- Data provided
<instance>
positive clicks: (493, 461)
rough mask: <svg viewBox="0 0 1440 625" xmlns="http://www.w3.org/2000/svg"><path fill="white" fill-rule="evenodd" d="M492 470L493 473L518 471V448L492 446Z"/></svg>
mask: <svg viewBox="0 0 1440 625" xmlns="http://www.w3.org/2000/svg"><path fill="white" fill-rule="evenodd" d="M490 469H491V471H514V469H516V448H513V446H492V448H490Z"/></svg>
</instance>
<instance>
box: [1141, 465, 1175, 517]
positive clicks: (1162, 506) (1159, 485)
...
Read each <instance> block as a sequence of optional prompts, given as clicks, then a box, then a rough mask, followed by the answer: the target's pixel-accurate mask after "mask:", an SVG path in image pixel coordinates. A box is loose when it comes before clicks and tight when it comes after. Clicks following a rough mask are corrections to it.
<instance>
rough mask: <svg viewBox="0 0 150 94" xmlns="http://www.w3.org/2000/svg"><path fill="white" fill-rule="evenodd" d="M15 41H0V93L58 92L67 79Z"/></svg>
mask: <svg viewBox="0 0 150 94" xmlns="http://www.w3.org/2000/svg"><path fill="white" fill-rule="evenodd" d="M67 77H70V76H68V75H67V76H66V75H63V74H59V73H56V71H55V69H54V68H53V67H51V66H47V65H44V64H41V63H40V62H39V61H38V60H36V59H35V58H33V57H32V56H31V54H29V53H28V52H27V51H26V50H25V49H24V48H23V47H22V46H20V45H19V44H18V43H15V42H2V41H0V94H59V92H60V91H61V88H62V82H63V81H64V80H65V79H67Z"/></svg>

- What is required
Look back at the entries above. Retype the line with "positive clicks: (493, 461)", the line with "positive clicks: (1162, 506) (1159, 485)", and all lines in between.

- Finished task
positive clicks: (493, 461)
rough mask: <svg viewBox="0 0 1440 625" xmlns="http://www.w3.org/2000/svg"><path fill="white" fill-rule="evenodd" d="M492 470L493 473L518 471V448L492 446Z"/></svg>
mask: <svg viewBox="0 0 1440 625" xmlns="http://www.w3.org/2000/svg"><path fill="white" fill-rule="evenodd" d="M490 469H491V471H514V469H516V448H513V446H492V448H490Z"/></svg>
</instance>
<instance>
box: [1141, 465, 1175, 517]
positive clicks: (1162, 506) (1159, 485)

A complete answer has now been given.